#### REQUIREMENT A
According to the Nippon Paint Holdings governance text, what is the maximum number of Directors on the Board?
#### REQUIREMENT B
Condense the paragraph under "Composition of the Board of Directors" that begins "The Board of Directors of Nippon Paint Holdings consists of" in the Nippon Paint Holdings governance text into a short bulleted list.
#### REQUIREMENT C
Using the Nippon Paint Holdings governance text, explain why Independent Directors are required to meet the "Independence Criteria for Outside Officers."

#### TEXT PROVIDED

-- Start --

Views on Related Party Transactions
  • Article 16Nippon Paint Holdings reports to the Board of Directors and discloses in the "convening notice for General Meeting of Shareholders" and the "annual securities report" related party transactions, such as significant transactions between Nippon Paint Holdings and major shareholders, Director of the Board’s transactions competing against the interest of Nippon Paint Holdings, transactions with Nippon Paint Holdings for the interest of a Director of the Board himself/herself, and conflict of interest transactions, within the scope of disclosure required by the Companies Act and applicable accounting standards (limited to important transactions exceeding a certain monetary threshold).
  • 2.When Nippon Paint Holdings intends to carry out a related party transaction, Nippon Paint Holdings will make a comprehensive judgment regarding the reasonableness of the transaction taking into consideration its terms and condition, profit and cost levels, etc., to ensure that the transaction will not harm the interests of Nippon Paint Holdings or the common interests of its shareholders and obtain the approval of the Board of Directors.
Composition of the Board of Directors
  • Article 17The Board of Directors of Nippon Paint Holdings consists of 10 or less Directors of the Board as prescribed by the articles of incorporation. The Board consists of Executive Directors, Independent Directors, and Non-executive Directors, who are selected from Japan and foreign countries as well as from inside and outside the Nippon Paint Group. The Independent Directors to be appointed should satisfy the "Independence Criteria for Outside Officers" established by the Board of Directors of Nippon Paint Holdings to further promote active discussion at meetings of the Board of Directors and to increase the corporate value/shareholder value of Nippon Paint Holdings.
Director and Corporate Audit & Supervisory Board Member Nomination Policy and Procedure
  • Article 18The Board of Directors shall nominate candidates for Directors of the Board and Audit & Supervisory Board Members among those who have a wide variety of experience, deep insight, strong expertise, etc., that are adequate for a Director of the Board/Audit & Supervisory Board Member and can contribute to the sustainable growth and the medium/long-term enhancement of the corporate value of the Nippon Paint Group from Japan and foreign countries as well as from inside and outside the Nippon Paint Group. Based on the policy above, candidates for Directors of the Board and Audit & Supervisory Board Members shall be nominated by the Board of Directors after deliberation based on advice given by the Designation Advisory Committee at a board meeting attended by Independent Directors of the Board and Independent Audit & Supervisory Board Members.

-- End --

(Records from a point labeling set)
-- Start --

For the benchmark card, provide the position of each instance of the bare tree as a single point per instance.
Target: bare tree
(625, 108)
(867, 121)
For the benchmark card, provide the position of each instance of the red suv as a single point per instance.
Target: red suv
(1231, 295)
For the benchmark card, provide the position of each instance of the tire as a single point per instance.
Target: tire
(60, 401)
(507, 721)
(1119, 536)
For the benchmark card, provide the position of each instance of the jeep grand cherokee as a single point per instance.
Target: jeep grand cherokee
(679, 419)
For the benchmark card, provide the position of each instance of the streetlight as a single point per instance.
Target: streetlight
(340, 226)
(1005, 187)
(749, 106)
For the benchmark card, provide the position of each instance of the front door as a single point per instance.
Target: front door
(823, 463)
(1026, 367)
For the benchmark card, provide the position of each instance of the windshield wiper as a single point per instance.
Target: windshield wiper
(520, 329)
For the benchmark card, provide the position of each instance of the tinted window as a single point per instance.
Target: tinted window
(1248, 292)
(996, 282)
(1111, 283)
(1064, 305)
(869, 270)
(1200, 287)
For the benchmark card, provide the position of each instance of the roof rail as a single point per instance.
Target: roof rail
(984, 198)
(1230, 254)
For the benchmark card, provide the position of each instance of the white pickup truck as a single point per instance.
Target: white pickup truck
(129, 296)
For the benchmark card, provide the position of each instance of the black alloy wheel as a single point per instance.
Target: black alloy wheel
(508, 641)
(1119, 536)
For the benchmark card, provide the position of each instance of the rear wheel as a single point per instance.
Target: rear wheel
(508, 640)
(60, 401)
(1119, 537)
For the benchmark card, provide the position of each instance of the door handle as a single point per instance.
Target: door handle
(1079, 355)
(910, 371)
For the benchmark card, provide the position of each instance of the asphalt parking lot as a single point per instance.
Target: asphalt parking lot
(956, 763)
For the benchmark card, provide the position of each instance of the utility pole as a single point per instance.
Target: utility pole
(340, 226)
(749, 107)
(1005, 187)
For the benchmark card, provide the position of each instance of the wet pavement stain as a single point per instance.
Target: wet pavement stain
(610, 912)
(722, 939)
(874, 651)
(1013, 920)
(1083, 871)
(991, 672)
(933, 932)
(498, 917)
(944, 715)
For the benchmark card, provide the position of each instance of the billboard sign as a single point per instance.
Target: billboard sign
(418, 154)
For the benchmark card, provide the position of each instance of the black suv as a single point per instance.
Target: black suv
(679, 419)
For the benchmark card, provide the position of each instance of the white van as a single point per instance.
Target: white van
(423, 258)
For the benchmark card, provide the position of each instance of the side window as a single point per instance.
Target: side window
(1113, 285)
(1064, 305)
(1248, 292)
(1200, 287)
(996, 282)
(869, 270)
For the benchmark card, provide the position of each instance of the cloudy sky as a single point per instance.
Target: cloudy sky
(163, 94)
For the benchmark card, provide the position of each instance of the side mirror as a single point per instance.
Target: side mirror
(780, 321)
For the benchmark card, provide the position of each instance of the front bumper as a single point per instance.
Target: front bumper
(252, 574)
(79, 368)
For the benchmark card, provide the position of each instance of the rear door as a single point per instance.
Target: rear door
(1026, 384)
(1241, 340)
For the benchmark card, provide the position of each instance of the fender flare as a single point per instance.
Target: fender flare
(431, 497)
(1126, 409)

-- End --
-- Start --

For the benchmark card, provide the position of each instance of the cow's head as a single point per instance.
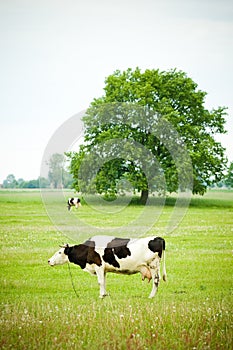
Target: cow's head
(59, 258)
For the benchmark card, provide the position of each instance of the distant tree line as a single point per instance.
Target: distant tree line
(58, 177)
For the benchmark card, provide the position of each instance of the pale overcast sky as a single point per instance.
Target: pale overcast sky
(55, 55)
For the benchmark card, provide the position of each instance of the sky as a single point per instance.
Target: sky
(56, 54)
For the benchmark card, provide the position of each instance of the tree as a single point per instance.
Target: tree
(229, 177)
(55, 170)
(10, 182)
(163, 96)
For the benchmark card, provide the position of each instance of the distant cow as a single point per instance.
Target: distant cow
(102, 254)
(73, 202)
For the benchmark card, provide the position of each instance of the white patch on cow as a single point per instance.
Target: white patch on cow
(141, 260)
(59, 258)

-- End --

#### EXERCISE SOLUTION A
The Board consists of 10 or fewer Directors, as the articles of incorporation prescribe.

#### EXERCISE SOLUTION B
- The articles of incorporation limit the Board to 10 or fewer Directors.
- The Board includes Executive Directors, Independent Directors, and Non-executive Directors.
- Directors come from Japan and other countries, and from both inside and outside the Nippon Paint Group.
- Independent Directors must meet the "Independence Criteria for Outside Officers" that the Board has set.

#### EXERCISE SOLUTION C
The requirement is meant to further promote active discussion at Board meetings. It is also meant to increase the corporate value and shareholder value of Nippon Paint Holdings.